What needs to be done ::
Gather from the listing below each line that includes the word "distant", and copy it.

Material for the task ::
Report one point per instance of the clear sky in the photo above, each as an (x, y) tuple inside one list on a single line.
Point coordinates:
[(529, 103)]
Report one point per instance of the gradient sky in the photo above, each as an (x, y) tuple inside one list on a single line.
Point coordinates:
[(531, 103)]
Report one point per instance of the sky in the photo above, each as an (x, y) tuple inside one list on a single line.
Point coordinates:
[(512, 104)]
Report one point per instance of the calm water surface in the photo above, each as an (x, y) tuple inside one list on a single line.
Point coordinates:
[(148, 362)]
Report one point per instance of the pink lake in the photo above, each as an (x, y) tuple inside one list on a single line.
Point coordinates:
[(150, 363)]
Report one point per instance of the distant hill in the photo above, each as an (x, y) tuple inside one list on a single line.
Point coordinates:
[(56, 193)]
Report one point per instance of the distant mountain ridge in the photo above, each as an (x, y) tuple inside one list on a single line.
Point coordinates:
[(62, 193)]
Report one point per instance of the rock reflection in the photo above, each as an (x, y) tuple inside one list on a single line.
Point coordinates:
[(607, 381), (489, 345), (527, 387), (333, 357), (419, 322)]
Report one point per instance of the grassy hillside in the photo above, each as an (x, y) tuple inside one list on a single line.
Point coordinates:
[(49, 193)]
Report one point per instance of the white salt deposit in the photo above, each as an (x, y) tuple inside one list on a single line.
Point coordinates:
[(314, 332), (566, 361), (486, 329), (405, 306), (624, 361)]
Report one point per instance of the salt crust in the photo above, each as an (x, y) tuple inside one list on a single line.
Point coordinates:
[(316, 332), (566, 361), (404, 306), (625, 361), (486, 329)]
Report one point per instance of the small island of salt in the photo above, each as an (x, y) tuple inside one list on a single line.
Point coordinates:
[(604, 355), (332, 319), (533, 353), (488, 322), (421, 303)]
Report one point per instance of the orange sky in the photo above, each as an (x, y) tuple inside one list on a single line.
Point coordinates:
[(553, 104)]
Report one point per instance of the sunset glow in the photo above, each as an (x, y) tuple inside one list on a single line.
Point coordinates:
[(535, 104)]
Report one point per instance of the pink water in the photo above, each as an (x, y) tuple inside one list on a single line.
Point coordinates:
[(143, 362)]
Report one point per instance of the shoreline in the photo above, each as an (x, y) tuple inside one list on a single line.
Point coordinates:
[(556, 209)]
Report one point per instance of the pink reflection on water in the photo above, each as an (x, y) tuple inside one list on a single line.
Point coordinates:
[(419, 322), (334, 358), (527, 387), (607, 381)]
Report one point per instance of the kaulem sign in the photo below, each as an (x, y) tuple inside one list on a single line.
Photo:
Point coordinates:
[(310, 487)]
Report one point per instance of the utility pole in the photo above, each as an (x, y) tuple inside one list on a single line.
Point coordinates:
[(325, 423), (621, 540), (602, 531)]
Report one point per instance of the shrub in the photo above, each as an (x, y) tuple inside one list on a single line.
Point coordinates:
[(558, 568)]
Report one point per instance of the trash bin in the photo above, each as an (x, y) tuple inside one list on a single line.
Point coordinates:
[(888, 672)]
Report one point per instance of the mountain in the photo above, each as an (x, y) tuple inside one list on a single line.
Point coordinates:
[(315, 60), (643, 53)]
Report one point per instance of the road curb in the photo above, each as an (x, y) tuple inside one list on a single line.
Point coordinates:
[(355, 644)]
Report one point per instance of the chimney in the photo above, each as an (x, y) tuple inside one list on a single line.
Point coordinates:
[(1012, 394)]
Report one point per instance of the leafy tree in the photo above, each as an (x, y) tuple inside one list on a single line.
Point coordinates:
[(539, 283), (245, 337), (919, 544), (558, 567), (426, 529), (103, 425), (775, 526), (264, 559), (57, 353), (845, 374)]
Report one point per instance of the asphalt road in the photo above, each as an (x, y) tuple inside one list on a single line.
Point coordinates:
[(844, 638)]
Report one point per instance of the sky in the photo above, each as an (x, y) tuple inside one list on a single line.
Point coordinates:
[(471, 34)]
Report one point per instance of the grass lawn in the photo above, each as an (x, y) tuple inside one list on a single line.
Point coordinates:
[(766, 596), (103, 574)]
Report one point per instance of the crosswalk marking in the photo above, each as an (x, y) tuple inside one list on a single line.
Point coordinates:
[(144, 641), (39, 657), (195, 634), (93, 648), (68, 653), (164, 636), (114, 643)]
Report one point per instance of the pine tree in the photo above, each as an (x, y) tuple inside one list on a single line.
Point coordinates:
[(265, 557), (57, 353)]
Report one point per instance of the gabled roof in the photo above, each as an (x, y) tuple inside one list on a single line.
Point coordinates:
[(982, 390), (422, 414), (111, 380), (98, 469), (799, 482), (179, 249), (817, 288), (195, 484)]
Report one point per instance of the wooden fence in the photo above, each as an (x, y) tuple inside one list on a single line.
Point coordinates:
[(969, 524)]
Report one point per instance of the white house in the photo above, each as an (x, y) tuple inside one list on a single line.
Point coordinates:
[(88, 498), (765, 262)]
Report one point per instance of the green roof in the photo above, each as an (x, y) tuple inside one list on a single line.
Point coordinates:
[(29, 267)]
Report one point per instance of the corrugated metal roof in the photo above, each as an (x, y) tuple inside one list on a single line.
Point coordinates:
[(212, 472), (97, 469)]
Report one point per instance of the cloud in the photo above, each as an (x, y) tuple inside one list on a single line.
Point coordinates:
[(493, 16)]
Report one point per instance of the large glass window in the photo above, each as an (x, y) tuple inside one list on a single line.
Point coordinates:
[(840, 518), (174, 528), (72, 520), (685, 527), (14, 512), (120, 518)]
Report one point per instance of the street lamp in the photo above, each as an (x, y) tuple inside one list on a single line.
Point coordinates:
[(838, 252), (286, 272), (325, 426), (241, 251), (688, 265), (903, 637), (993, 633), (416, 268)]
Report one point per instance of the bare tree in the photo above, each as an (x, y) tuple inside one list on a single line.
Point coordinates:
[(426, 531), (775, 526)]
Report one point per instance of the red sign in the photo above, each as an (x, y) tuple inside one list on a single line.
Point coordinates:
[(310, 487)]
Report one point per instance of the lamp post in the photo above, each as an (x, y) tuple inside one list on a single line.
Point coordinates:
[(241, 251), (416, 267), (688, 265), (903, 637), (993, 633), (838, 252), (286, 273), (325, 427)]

Reply to the exercise ::
Report one point per instance of the distant hill in the photo above, each as an (x, y) tuple inside one list on a single line.
Report one point per instance of the distant mountain ridge in the photo above, each as an (x, y) tuple inside one list on a single line.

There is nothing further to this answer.